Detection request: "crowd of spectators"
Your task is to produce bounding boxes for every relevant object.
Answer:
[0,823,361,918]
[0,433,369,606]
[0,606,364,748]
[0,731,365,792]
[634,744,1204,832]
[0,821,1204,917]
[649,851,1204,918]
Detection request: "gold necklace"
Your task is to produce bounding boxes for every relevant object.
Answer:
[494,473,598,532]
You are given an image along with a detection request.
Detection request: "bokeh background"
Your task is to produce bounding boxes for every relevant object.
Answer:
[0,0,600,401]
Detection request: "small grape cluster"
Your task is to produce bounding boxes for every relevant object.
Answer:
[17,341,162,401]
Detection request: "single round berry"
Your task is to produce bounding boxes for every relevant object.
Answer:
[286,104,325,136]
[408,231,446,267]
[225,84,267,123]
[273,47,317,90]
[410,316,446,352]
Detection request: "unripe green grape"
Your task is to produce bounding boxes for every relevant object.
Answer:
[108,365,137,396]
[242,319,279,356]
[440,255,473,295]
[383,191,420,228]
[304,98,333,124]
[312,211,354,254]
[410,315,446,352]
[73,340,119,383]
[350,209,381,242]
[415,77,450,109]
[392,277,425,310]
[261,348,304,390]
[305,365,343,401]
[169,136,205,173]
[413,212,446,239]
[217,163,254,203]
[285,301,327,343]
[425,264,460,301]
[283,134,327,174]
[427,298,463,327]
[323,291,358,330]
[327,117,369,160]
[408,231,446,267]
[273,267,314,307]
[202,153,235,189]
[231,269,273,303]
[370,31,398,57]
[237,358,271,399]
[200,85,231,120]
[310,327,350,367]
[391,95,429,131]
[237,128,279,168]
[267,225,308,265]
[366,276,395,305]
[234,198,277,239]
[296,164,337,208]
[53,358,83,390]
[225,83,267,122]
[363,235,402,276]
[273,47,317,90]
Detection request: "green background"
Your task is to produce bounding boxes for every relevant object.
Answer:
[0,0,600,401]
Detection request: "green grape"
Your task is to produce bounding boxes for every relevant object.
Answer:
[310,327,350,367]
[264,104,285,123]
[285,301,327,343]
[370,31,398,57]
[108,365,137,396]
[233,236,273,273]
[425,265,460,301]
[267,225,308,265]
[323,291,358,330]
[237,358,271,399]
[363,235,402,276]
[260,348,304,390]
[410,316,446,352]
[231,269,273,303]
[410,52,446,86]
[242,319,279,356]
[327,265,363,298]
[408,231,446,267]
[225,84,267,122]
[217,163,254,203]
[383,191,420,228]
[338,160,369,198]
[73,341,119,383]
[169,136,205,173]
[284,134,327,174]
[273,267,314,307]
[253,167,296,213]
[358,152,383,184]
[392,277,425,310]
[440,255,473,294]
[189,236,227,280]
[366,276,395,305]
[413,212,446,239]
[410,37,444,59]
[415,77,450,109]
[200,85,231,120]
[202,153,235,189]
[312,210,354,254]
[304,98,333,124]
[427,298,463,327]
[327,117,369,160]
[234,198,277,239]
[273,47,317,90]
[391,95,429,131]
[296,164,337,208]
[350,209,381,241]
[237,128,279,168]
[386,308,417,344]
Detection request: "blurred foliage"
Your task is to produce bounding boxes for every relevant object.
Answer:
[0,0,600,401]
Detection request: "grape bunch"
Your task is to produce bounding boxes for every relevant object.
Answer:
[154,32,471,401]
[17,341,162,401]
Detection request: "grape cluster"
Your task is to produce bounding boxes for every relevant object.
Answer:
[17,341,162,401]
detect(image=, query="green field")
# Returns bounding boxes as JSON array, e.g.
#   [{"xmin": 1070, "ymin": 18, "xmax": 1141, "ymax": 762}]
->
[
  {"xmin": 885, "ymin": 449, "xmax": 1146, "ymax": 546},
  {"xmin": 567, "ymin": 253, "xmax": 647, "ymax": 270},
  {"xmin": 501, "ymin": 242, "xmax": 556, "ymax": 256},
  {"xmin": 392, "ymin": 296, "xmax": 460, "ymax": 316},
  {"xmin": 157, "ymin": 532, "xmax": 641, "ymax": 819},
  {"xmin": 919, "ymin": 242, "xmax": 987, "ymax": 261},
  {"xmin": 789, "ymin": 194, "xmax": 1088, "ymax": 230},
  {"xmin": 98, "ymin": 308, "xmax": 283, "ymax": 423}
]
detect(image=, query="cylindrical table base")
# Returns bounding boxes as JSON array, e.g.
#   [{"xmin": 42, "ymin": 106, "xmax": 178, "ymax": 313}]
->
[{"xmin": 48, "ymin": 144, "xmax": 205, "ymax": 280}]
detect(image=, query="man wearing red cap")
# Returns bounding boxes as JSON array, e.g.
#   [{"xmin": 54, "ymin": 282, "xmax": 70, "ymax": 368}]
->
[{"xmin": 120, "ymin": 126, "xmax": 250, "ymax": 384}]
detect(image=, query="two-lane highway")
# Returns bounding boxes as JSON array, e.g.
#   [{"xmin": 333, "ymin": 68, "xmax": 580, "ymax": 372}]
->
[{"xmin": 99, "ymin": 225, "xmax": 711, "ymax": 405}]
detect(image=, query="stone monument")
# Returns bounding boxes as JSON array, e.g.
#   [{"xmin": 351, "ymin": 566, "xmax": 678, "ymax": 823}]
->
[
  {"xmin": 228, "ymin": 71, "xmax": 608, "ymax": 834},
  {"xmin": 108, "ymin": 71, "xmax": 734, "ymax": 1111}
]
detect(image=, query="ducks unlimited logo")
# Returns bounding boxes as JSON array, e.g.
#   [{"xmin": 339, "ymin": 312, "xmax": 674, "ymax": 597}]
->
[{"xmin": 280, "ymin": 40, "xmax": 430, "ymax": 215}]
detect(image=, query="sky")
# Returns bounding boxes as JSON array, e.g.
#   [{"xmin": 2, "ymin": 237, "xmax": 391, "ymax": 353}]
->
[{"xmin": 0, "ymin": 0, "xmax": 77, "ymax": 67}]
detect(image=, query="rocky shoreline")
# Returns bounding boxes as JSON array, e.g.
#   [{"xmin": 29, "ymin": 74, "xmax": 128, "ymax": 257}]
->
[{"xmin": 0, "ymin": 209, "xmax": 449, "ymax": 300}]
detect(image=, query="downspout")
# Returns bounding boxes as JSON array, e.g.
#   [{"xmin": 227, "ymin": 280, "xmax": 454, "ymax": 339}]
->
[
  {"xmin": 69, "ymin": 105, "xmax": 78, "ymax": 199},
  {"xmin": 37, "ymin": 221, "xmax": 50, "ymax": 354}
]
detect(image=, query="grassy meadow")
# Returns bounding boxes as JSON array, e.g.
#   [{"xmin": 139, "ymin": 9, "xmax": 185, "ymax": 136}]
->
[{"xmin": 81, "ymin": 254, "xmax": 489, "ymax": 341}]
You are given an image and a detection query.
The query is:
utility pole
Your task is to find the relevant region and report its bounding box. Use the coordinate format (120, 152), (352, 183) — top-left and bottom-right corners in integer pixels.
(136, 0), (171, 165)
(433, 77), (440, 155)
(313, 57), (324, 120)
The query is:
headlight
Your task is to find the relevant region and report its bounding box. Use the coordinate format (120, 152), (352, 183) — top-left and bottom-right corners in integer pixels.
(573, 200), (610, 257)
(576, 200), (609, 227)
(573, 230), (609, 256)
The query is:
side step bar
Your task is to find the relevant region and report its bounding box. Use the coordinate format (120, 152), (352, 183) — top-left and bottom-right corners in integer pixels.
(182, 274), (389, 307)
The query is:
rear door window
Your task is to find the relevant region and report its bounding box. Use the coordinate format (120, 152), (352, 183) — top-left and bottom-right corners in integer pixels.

▬▬▬

TASK PROMPT
Reproduce every row above verbatim, with no changes.

RESPONSE TO THIS TASK
Detection request: "crowd of spectators"
Your task is to produce bounding boxes for every relevant object.
Answer:
[0,823,361,918]
[0,433,369,606]
[0,606,364,748]
[0,731,365,792]
[634,744,1204,832]
[0,821,1204,917]
[649,851,1204,918]
Detection request: "gold necklace"
Your task is to produce bounding boxes for every relevant object.
Answer:
[494,473,598,532]
You are given an image along with a detection request.
Detection request: "bokeh background"
Your task is to produce bounding boxes for every relevant object.
Answer:
[0,0,600,401]
Detection request: "small grape cluster"
Your task is to produce bounding boxes for every relevant object.
Answer:
[17,341,162,401]
Detection request: "single round berry"
Your task is to produce bounding boxes for every relevant object.
Answer:
[286,104,325,136]
[408,231,446,267]
[225,84,267,123]
[273,47,317,90]
[410,316,446,352]
Detection request: "unripe green grape"
Your task is to produce bounding boxes for every relevant object.
Answer:
[108,365,137,396]
[242,319,279,356]
[440,255,473,295]
[383,191,420,228]
[304,98,333,124]
[312,211,354,254]
[410,315,446,352]
[73,340,119,383]
[350,209,381,242]
[415,77,450,109]
[392,277,425,310]
[261,348,304,390]
[305,365,343,401]
[169,136,205,173]
[413,212,446,239]
[217,163,254,203]
[285,301,327,343]
[425,264,460,301]
[283,134,327,174]
[427,298,463,327]
[323,291,358,330]
[327,117,369,160]
[408,231,446,267]
[273,267,314,307]
[202,153,235,189]
[231,269,273,303]
[370,31,398,57]
[237,358,271,399]
[200,85,231,120]
[310,327,350,367]
[391,95,429,131]
[237,128,279,168]
[267,225,308,265]
[366,276,395,305]
[234,198,277,239]
[296,164,337,208]
[53,358,83,390]
[225,83,267,122]
[363,235,402,276]
[273,47,317,90]
Detection request: "green background"
Your task is to produce bounding boxes for every relevant object.
Answer:
[0,0,600,401]
Detection request: "green grape"
Your task is to produce bounding boxes for every relevant object.
Answer:
[310,327,350,367]
[264,104,285,123]
[285,301,327,343]
[370,31,398,57]
[108,365,137,396]
[233,236,273,273]
[425,265,460,301]
[267,225,308,265]
[323,291,358,330]
[237,358,271,399]
[363,235,402,276]
[260,348,304,390]
[410,316,446,352]
[231,269,273,303]
[410,52,446,86]
[242,319,279,356]
[327,265,363,298]
[408,231,446,267]
[225,84,267,122]
[217,163,254,203]
[383,191,420,228]
[338,160,369,198]
[73,341,119,383]
[169,136,205,173]
[284,134,327,174]
[273,267,314,307]
[253,167,296,213]
[358,152,383,184]
[392,277,425,310]
[440,255,473,294]
[189,236,227,280]
[366,276,395,305]
[413,212,446,239]
[410,37,444,59]
[415,77,450,109]
[200,85,231,120]
[202,153,235,189]
[312,210,354,254]
[304,98,333,124]
[427,298,463,327]
[327,117,369,160]
[234,198,277,239]
[273,47,317,90]
[391,95,429,131]
[296,164,337,208]
[350,209,381,241]
[237,128,279,168]
[386,308,417,344]
Detection request: "blurred foliage"
Your task is to produce bounding boxes for every relevant object.
Answer:
[0,0,600,401]
Detection request: "grape bunch"
Your task is to produce bounding boxes for every relevant object.
Answer:
[154,32,471,401]
[17,341,162,401]
Detection request: "grape cluster"
Your task is to produce bounding boxes for every relevant object.
Answer:
[17,341,162,401]
detect(image=, query="green field")
# Returns bounding boxes as JSON array, e.g.
#   [{"xmin": 1070, "ymin": 18, "xmax": 1141, "ymax": 762}]
->
[
  {"xmin": 885, "ymin": 449, "xmax": 1146, "ymax": 546},
  {"xmin": 567, "ymin": 253, "xmax": 647, "ymax": 270},
  {"xmin": 501, "ymin": 242, "xmax": 556, "ymax": 256},
  {"xmin": 392, "ymin": 296, "xmax": 460, "ymax": 316},
  {"xmin": 157, "ymin": 532, "xmax": 641, "ymax": 819},
  {"xmin": 919, "ymin": 242, "xmax": 987, "ymax": 261},
  {"xmin": 789, "ymin": 194, "xmax": 1088, "ymax": 230},
  {"xmin": 98, "ymin": 308, "xmax": 283, "ymax": 423}
]
detect(image=, query="cylindrical table base")
# Returns bounding boxes as JSON array, e.g.
#   [{"xmin": 42, "ymin": 106, "xmax": 178, "ymax": 313}]
->
[{"xmin": 48, "ymin": 144, "xmax": 205, "ymax": 280}]
detect(image=, query="man wearing red cap")
# Returns bounding boxes as JSON array, e.g.
#   [{"xmin": 54, "ymin": 282, "xmax": 70, "ymax": 368}]
->
[{"xmin": 120, "ymin": 126, "xmax": 250, "ymax": 384}]
detect(image=, query="two-lane highway")
# Returns bounding boxes as JSON array, e.g.
#   [{"xmin": 333, "ymin": 68, "xmax": 580, "ymax": 372}]
->
[{"xmin": 99, "ymin": 225, "xmax": 711, "ymax": 405}]
detect(image=, query="stone monument")
# Returns bounding boxes as JSON array, e.g.
#   [{"xmin": 351, "ymin": 566, "xmax": 678, "ymax": 823}]
->
[
  {"xmin": 228, "ymin": 71, "xmax": 608, "ymax": 834},
  {"xmin": 108, "ymin": 71, "xmax": 734, "ymax": 1111}
]
detect(image=, query="ducks unlimited logo")
# Returns bounding boxes as JSON array, e.g.
#   [{"xmin": 339, "ymin": 312, "xmax": 674, "ymax": 597}]
->
[{"xmin": 280, "ymin": 40, "xmax": 430, "ymax": 215}]
detect(image=, query="sky")
# Returns bounding boxes as JSON array, e.g.
#   [{"xmin": 2, "ymin": 237, "xmax": 391, "ymax": 353}]
->
[{"xmin": 0, "ymin": 0, "xmax": 77, "ymax": 67}]
detect(image=, query="rocky shoreline")
# Returns bounding boxes as JSON array, e.g.
#   [{"xmin": 29, "ymin": 74, "xmax": 128, "ymax": 257}]
->
[{"xmin": 0, "ymin": 209, "xmax": 449, "ymax": 300}]
detect(image=, query="downspout")
# Returns bounding boxes as JSON array, e.g.
#   [{"xmin": 227, "ymin": 280, "xmax": 454, "ymax": 339}]
->
[
  {"xmin": 69, "ymin": 105, "xmax": 78, "ymax": 199},
  {"xmin": 37, "ymin": 221, "xmax": 50, "ymax": 354}
]
detect(image=, query="grassy meadow")
# Returns bounding boxes as JSON array, e.g.
#   [{"xmin": 139, "ymin": 9, "xmax": 185, "ymax": 136}]
->
[{"xmin": 81, "ymin": 254, "xmax": 489, "ymax": 341}]
You are given an image and a detection query.
The query is:
utility pole
Your task is to find the relevant region and report its bounding box. Use the coordinate format (120, 152), (352, 183) — top-left and bottom-right corners in integer pixels.
(136, 0), (171, 165)
(433, 77), (440, 155)
(313, 57), (324, 120)
The query is:
headlight
Your task is to find the relevant region and report its bounding box. Use the coordinate format (120, 152), (352, 183) — top-left and bottom-right corners in integer pixels.
(573, 200), (610, 257)
(576, 200), (609, 227)
(573, 230), (609, 256)
The query is:
side step bar
Your task is to find the relevant region and report its bounding box. Use the coordinate format (120, 152), (352, 183) — top-left and bottom-right corners in integer pixels.
(182, 274), (389, 307)
The query is:
rear door window
Your task is to find the relevant region and report its bounding box. Use the coordinate format (120, 152), (352, 183) — top-left and bottom-right corners in integer pixels.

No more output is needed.